■ **文書の一節**:
┌──

注)無所属の福原氏は民主・道民連合、金岩氏はフロンティア所属
 3氏の行動を心情的に捉えると、地域のために反対票を投ずるのは当然であると思うが、そもそも3氏は、今回の支庁再編に賛成してきた自民党・道民会議系議員である。北海道知事選と北海道議会議員選の投票日は同じ2007年4月8日。知事選での自民の得票と道議選での自民の得票(当選者)をみると、檜山以外の3地域はこの時点では、支庁再編に賛成であると受け取られても仕方がないのである。
 ただ、3氏が処分覚悟で最後まで反対したことや道議会第1回定例会での条例案提出断念、第2回定例会開会前後の動静等をみると自民党も最後まで悩んだことは理解できるが……。

└──

■ **依頼内容 A**: 支庁再編に関する文章から、次の一文を英語に訳してください。「知事選での自民の得票と道議選での自民の得票(当選者)をみると、檜山以外の3地域はこの時点では、支庁再編に賛成であると受け取られても仕方がないのである。」
■ **依頼内容 B**: 支庁再編に関する文章を、最後の文の後から書き継ぐ。

■ **元データ**:
┌──

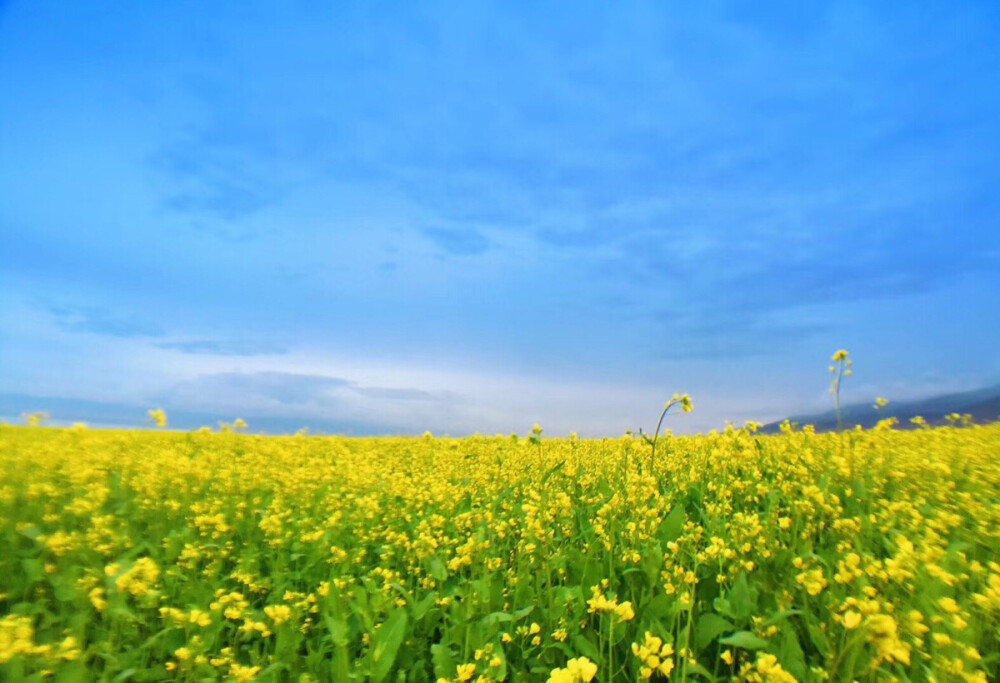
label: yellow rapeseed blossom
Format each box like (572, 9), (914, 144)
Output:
(0, 420), (1000, 683)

└──

■ **作業結果 A**: Looking at the LDP's votes in the gubernatorial election and its votes (winning candidates) in the Hokkaido Assembly election, it is understandable that the three regions other than Hiyama would be seen, at that point, as supporting the subprefecture reorganization.

■ **作業結果 B**:
 地域主権型社会形成のための支庁再編を唱えている議員は、本当に地域のことを考えているのだろうか。 (地域の代表者である立場を理解しているのだろうか)そして、本当に地域主権型社会を理解し将来展望を描ききっているだろうか? この度の道議会第2回定例会を見ていると、私には全くそのように思えない。
 定例会での知事の答弁で支庁再編の最大の大義が道財政の立て直しだとわかった(それまでの住民説明会等では地域主権型社会の形成を強調)ことや議会開会中の住民の声が全く届かなかったこと、そして与党議員の票固め、いわゆる数の論理が旧来通りまかりとおったことからである。
 「"官から民へ"と言うスローガンが、自民党の売り物となったが、そこで言う民とは民間企業の民であって、市民の民ではないことがはっきりした」と言うことを、2007年参議院選挙後、山口二郎氏が北海道新聞の記事の中で述べていたが、全く同感である。私は道議会第2回定例会を見ていると、"市民の民"になる時は相当先になりそうな感じがした。

・2007年参議院選挙はご存じの通り、戦後はじめて野党が過半数以上を占めた大勝利に終わった。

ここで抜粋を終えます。